Given passage:
· · · · · · ·
Tintagel high street is rather mournful once the tourists have gone. We looked for a place to eat something, other than King Arthur’s Mighty Burger (not that I am averse to Arthurian food – at my Excalibur-themed 40th birthday party I served a pork pie the size of a round table). We decided on Vega, a restaurant that serves delicious vegan food accompanied by leaflets showing the horrors of industrial farming.
St Nectan’s Glen, a wonderfully atmospheric series of waterfalls nearby is accessed along a bosky, riverside path, once home to the 6th-century hermit St Nectan, and apparently the place where Arthur and his knights came to cleanse themselves/have a wash before heading off to seek the Holy Grail. It was busy on Saturday morning with tourists who had nothing else to do.
· · · · · · ·
Extracted information:

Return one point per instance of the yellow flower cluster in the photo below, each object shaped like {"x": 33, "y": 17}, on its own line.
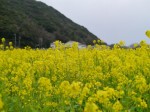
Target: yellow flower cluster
{"x": 60, "y": 79}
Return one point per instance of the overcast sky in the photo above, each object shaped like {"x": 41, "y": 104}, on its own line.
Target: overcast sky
{"x": 110, "y": 20}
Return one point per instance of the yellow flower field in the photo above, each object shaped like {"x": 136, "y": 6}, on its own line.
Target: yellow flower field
{"x": 96, "y": 79}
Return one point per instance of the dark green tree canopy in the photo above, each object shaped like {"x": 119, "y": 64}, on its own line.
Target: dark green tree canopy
{"x": 35, "y": 23}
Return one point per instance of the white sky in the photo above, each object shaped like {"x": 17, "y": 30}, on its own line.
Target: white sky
{"x": 110, "y": 20}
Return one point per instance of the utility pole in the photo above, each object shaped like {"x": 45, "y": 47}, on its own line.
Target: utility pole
{"x": 19, "y": 40}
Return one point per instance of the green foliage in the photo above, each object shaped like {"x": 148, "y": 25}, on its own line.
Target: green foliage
{"x": 32, "y": 20}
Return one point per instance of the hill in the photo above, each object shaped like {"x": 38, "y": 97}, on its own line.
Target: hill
{"x": 37, "y": 24}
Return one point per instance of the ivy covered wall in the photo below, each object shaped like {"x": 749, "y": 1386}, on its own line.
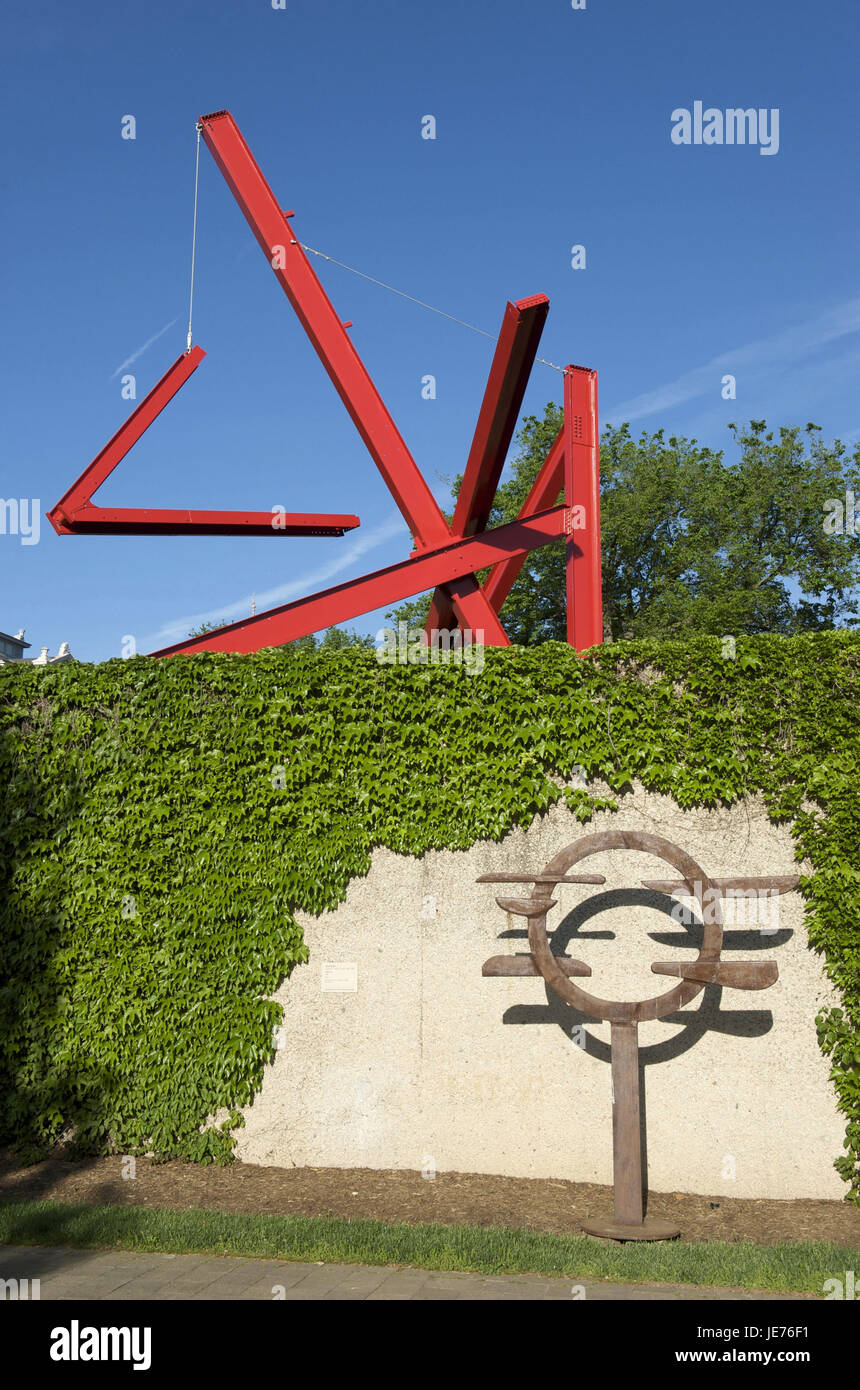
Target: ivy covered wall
{"x": 161, "y": 822}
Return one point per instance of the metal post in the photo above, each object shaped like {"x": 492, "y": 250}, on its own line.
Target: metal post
{"x": 627, "y": 1150}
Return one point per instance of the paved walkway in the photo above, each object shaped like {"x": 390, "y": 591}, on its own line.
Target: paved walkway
{"x": 107, "y": 1275}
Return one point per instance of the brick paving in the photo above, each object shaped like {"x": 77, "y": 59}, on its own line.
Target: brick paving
{"x": 122, "y": 1275}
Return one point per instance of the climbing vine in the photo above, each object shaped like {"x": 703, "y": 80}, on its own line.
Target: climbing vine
{"x": 163, "y": 822}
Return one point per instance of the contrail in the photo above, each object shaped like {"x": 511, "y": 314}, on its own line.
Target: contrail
{"x": 178, "y": 628}
{"x": 791, "y": 345}
{"x": 141, "y": 350}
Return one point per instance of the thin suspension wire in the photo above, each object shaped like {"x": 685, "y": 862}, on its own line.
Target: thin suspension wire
{"x": 411, "y": 298}
{"x": 191, "y": 299}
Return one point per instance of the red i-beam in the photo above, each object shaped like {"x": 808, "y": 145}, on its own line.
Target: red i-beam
{"x": 445, "y": 556}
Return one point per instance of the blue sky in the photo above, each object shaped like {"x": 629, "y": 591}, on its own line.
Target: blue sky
{"x": 552, "y": 129}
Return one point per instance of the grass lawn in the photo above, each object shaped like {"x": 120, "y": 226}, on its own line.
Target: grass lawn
{"x": 798, "y": 1266}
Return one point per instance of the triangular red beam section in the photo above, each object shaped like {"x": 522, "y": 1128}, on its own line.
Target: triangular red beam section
{"x": 75, "y": 514}
{"x": 445, "y": 558}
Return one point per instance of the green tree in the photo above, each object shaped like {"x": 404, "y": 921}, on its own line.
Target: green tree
{"x": 693, "y": 542}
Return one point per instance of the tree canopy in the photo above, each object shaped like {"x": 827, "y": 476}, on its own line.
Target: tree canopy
{"x": 693, "y": 541}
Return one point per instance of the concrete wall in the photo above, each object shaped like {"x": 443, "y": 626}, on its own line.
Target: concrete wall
{"x": 430, "y": 1064}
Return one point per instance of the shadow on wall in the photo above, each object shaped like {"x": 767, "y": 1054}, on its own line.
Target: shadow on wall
{"x": 703, "y": 1015}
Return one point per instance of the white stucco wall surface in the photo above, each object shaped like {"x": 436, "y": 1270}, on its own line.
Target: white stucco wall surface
{"x": 427, "y": 1062}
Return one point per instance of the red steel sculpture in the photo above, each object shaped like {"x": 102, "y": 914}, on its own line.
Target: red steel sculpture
{"x": 445, "y": 558}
· · · · · · ·
Work instructions:
1. List every named place or establishment mentioned in the passage about Tintagel.
2. According to the passage about Tintagel, what accompanies the vegan food served at Vega?
3. Reproduce the part of the passage about Tintagel that runs between "St Nectan’s Glen, a" and "else to do.", inclusive.

Task-by-task answers:
1. Tintagel (its high street), King Arthur's Mighty Burger, Vega, and St Nectan's Glen.

2. Leaflets showing the horrors of industrial farming.

3.
St Nectan’s Glen, a wonderfully atmospheric series of waterfalls nearby is accessed along a bosky, riverside path, once home to the 6th-century hermit St Nectan, and apparently the place where Arthur and his knights came to cleanse themselves/have a wash before heading off to seek the Holy Grail. It was busy on Saturday morning with tourists who had nothing else to do.